## ASSIGNED TASK 1
In the comment thread, where does one commenter say they worked years ago?
## ASSIGNED TASK 2
Quote the comment thread from "You could bounce" to "get attention. Pathetic.".
## ASSIGNED TASK 3
State whether each statement agrees with the comment thread, and quote the words that decide it. (a) One commenter suggests the image may have been photoshopped. (b) A commenter claims Mr. Branson was searching for Steve Fossett in a desert region. (c) One commenter says the subject makes Pam Anderson seem restrained.

## STUDY TEXT
.....

You could bounce a barbell off those things and she'd never feel it.

That's not normal.

Viva abnormality!

They look like tumors. I'm not kidding. I worked in an operating room years ago.

I don't want to be within 2 miles of her when those two MOABs go off!

Good Lord, how can anyone think that looks good, or normal, or sexy? I feel sad for these women who have so little self-esteem that they resort to this extreme to get attention. Pathetic.

Rumor has it that Mr.Branson was looking for Steve Fossett in the mountainous region to his right.

She'll never have to worry about drowning...

Dude, the leather stretched over those balloons is tighter than a drumskin.

HAHAHAHAHA!!!

+1 Jerry!

Well, it worked. I don't notice her butterface anymore.

They're a different color from the rest of her body--and a different zip code. Wonder what else she's had done.

photoshop?

Seriously, that makes Pam Anderson seem restrained.

I think those veins are a map of the Amazon river delta

Oh, hell yeah! I would cut the head offa dat, if you know what I'm sayin'!

I wonder if anyone ID'ed those two bald-headed midgets she's sneaking in under her dress?

Pesky fake names.

Nice teeth.

Those are the most ridiculous fake hooters I've ever seen.

Must have decided to start getting into making porn.

.....

## RECORDED DATA
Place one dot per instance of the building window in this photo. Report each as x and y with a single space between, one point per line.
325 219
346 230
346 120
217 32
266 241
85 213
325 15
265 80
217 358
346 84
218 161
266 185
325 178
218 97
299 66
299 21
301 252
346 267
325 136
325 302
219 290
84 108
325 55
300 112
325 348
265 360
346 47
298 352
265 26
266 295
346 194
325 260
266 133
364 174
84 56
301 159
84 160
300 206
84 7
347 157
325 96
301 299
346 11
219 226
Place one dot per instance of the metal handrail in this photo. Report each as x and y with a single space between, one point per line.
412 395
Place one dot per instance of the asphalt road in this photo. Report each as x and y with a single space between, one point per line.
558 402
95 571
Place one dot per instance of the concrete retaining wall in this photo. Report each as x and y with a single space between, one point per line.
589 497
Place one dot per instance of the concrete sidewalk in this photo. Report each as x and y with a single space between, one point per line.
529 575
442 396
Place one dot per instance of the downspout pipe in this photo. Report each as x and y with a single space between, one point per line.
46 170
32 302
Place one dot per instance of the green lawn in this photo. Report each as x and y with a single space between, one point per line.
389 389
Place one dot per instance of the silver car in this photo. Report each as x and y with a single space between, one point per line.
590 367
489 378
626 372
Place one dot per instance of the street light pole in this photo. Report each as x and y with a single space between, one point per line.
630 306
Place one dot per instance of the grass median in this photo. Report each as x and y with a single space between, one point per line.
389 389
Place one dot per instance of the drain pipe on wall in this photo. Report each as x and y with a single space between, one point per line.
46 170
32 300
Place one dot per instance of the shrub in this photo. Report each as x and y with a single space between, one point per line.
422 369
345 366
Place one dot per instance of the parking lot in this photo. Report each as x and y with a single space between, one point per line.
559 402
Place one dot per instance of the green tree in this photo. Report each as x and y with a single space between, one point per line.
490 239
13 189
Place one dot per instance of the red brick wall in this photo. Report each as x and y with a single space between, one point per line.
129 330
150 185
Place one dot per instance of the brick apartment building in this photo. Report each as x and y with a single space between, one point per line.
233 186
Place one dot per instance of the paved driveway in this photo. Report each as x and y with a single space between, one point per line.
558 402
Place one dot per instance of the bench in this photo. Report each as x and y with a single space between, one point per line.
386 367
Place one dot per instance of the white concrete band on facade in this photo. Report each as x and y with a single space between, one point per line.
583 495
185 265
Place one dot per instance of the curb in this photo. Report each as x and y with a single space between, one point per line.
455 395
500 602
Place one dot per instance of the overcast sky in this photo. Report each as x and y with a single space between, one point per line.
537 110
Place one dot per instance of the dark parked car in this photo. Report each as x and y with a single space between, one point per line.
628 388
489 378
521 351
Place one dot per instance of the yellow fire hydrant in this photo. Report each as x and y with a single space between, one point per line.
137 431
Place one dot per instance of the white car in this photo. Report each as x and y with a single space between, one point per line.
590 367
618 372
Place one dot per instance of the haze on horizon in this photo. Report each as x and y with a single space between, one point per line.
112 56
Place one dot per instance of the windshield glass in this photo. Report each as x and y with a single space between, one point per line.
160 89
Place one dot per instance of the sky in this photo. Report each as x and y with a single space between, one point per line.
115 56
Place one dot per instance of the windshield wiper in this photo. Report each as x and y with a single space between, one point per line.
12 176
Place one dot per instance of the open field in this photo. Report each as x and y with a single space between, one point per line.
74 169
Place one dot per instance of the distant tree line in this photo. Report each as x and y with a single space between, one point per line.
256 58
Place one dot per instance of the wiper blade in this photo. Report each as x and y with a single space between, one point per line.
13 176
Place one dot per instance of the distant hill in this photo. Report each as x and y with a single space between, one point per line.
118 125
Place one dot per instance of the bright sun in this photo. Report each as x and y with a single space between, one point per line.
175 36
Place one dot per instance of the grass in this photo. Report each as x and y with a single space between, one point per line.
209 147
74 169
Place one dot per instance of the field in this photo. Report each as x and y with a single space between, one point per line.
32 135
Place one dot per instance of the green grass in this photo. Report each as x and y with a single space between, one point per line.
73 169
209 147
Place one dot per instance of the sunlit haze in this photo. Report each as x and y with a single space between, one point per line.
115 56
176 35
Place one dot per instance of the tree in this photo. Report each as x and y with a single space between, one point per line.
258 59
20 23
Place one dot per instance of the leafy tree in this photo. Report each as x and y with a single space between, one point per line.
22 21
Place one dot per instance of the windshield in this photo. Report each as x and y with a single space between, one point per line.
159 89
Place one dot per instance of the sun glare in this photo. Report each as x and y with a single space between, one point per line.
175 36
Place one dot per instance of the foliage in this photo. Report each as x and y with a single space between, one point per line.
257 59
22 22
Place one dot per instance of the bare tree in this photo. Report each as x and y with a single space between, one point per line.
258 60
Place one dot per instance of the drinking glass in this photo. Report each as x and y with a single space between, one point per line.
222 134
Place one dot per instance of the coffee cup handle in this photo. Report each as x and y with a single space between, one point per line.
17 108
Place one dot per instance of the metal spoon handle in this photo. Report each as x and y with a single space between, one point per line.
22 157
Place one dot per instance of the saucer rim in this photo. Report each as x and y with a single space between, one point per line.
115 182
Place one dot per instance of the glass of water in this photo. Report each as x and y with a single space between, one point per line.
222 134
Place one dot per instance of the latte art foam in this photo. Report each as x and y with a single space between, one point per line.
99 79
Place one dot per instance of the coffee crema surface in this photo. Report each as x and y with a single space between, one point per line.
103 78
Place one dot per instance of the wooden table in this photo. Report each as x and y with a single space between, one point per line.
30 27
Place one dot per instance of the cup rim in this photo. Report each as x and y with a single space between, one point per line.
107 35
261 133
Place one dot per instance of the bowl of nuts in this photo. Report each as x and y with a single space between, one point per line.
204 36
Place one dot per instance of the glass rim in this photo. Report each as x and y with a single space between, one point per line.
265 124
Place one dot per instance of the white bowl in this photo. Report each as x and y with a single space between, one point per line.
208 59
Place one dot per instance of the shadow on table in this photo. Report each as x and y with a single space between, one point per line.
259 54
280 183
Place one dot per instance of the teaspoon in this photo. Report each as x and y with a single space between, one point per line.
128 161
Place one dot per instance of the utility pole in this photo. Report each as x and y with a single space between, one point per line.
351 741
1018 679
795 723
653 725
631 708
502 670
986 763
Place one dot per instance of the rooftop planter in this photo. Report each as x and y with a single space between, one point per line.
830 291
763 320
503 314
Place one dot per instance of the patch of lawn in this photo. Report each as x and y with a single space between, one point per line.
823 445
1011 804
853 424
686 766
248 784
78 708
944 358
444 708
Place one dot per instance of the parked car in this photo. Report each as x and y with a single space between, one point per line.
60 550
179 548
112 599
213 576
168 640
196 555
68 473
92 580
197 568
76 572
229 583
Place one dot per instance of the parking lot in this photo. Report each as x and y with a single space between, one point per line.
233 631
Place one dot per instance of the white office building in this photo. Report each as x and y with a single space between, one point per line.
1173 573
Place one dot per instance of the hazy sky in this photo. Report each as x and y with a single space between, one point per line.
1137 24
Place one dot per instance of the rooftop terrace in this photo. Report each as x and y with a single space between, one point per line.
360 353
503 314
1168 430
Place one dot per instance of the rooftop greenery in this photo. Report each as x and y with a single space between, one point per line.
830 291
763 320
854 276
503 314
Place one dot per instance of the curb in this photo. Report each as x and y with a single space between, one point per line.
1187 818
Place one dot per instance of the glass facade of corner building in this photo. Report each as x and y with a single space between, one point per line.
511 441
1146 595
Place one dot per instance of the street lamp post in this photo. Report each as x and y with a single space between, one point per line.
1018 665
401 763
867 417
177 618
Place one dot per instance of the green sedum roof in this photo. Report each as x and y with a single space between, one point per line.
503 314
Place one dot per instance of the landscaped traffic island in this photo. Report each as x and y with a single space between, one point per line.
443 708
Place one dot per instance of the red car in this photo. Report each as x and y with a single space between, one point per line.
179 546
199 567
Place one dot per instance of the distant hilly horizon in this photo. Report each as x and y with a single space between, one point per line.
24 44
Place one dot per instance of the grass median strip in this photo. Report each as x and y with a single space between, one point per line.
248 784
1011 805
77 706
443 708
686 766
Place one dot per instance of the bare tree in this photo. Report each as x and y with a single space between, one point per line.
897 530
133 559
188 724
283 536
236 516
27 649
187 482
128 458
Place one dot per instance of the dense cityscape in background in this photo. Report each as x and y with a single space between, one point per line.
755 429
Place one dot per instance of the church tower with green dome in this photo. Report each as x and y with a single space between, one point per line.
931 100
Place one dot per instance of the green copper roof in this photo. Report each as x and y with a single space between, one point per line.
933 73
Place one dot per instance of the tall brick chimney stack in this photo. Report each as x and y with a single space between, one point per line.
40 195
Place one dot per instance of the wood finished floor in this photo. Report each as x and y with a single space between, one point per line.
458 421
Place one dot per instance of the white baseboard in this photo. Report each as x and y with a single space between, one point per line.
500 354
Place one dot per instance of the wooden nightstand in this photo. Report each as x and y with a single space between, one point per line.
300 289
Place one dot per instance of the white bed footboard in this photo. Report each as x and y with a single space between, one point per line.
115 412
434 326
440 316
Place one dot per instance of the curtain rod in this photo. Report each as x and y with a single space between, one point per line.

.....

## YOUR RESPONSE 1
In an operating room.

## YOUR RESPONSE 2
You could bounce a barbell off those things and she'd never feel it.

That's not normal.

Viva abnormality!

They look like tumors. I'm not kidding. I worked in an operating room years ago.

I don't want to be within 2 miles of her when those two MOABs go off!

Good Lord, how can anyone think that looks good, or normal, or sexy? I feel sad for these women who have so little self-esteem that they resort to this extreme to get attention. Pathetic.

## YOUR RESPONSE 3
(a) Yes: "photoshop?"
(b) No: "Mr.Branson was looking for Steve Fossett in the mountainous region to his right."
(c) Yes: "Seriously, that makes Pam Anderson seem restrained."